═══ Record extracts ═══

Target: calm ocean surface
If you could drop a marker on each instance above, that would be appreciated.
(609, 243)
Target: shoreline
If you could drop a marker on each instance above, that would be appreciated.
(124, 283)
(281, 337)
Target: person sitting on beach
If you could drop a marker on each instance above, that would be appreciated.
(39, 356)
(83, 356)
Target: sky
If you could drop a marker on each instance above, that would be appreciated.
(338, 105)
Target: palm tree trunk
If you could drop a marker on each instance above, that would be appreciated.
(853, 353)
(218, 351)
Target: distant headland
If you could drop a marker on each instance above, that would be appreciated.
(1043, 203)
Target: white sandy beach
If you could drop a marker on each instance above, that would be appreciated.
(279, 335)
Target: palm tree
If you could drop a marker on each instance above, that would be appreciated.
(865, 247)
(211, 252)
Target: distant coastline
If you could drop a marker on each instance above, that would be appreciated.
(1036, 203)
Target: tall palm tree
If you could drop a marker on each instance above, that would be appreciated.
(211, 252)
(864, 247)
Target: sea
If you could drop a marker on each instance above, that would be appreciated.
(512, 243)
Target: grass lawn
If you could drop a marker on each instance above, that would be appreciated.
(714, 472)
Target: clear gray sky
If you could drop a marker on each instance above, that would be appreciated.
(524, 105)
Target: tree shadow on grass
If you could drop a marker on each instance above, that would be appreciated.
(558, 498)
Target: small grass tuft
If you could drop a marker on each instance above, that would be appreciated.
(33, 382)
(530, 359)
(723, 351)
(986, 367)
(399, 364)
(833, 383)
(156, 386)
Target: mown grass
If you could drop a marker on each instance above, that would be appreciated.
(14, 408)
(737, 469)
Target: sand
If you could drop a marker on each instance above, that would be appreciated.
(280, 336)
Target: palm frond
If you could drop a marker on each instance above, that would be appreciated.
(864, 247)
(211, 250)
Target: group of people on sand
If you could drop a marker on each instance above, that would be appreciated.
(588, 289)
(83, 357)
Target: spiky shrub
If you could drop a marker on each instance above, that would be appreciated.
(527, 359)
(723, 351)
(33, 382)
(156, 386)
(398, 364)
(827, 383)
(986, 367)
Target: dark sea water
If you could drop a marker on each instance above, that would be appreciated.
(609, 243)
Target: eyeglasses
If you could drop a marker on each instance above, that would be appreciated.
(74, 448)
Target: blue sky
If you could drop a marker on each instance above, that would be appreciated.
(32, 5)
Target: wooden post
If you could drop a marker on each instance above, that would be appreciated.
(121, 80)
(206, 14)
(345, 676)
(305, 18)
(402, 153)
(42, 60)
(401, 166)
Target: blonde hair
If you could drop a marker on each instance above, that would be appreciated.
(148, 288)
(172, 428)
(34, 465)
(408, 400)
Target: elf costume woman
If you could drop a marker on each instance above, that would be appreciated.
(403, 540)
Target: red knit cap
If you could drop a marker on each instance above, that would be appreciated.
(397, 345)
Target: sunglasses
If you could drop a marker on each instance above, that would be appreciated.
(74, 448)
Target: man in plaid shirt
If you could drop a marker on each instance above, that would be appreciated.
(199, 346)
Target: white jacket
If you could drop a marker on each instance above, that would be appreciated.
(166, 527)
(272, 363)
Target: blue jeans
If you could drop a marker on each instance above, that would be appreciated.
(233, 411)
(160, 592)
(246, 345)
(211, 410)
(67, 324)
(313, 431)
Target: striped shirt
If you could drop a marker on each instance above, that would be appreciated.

═══

What the task asks » The material above is to be transcribed in full, exactly as it stands.

Written solution »
Target: calm ocean surface
If you could drop a marker on each instance above, that would be appreciated.
(609, 243)
Target: shoreline
If you could drop a marker on each instance above, that would be appreciated.
(124, 283)
(281, 337)
Target: person sitting on beach
If you could drop a marker on each instance above, that would be appreciated.
(39, 356)
(83, 356)
Target: sky
If you could drop a marker on each instance above, that would be appreciated.
(338, 105)
Target: palm tree trunk
If you could drop a marker on each instance above, that would be appreciated.
(853, 353)
(218, 351)
Target: distant headland
If you could drop a marker on each instance above, that would be appreciated.
(1043, 203)
Target: white sandy beach
If you could drop a marker on each instance above, that would be appreciated.
(279, 335)
Target: palm tree
If you could drop a marker on each instance above, that would be appreciated.
(865, 247)
(211, 252)
Target: distant coastline
If you could drop a marker on each instance above, that would be appreciated.
(1036, 203)
Target: tall palm tree
If you could drop a marker on each instance above, that would be appreciated.
(211, 252)
(864, 247)
Target: sea
If you could drop a marker on each instance above, that would be appreciated.
(512, 243)
Target: grass lawn
If you could drop a marker on each instance above, that would be appreciated.
(714, 472)
Target: clear gray sky
If you could drop a marker on each instance above, that would be appreciated.
(524, 105)
Target: tree shadow on grass
If you could drop a marker on each instance above, that would be appreciated.
(558, 498)
Target: small grass tuft
If you could drop a marker on each instance above, that would be appreciated.
(33, 382)
(530, 359)
(723, 351)
(986, 367)
(399, 364)
(833, 383)
(156, 386)
Target: mown grass
If you could drop a marker on each instance above, that would be appreciated.
(14, 408)
(737, 469)
Target: sand
If you could drop a marker on each instance above, that would be appreciated.
(280, 336)
Target: palm frond
If you could drop a marker on each instance above, that would be appreciated.
(864, 247)
(211, 250)
Target: group of people on sand
If you could drop a marker on each instance above, that would be appreciated.
(588, 289)
(83, 357)
Target: spiky shrub
If you could drop a marker on each instance above, that would be appreciated.
(527, 359)
(723, 351)
(33, 382)
(156, 386)
(398, 364)
(827, 383)
(986, 367)
Target: dark sea water
If you could drop a marker on each instance above, that would be appreciated.
(609, 243)
Target: eyeglasses
If you could drop a marker on each instance above, that would be appreciated.
(74, 448)
Target: blue sky
If you could drop a marker on each instance above, that would be appreciated.
(32, 5)
Target: wooden post
If you could drop a marker on each instance above, that would be appreciated.
(121, 80)
(206, 14)
(345, 676)
(305, 18)
(402, 153)
(42, 60)
(401, 166)
Target: blonde hair
If you could drop a marker on each instance above, that would be appreciated.
(148, 288)
(172, 428)
(34, 465)
(408, 400)
Target: elf costume woman
If you could drop a marker on each instance above, that would be appreciated.
(403, 540)
Target: red knit cap
If you could drop a marker on each instance above, that would be appreciated.
(397, 345)
Target: sunglasses
If you could drop a marker on each instance above, that would be appreciated.
(74, 448)
Target: man in plaid shirt
If you could drop a marker on each instance above, that would be appreciated.
(199, 346)
Target: white jacket
If you could drop a marker on each instance above, that would be appreciated.
(166, 527)
(272, 363)
Target: blue jeans
If you could drop a marker on each instance above, that would be appreciated.
(233, 411)
(160, 592)
(246, 345)
(211, 410)
(67, 324)
(313, 431)
Target: striped shirt
If you could drop a marker on each instance above, that would be appreciated.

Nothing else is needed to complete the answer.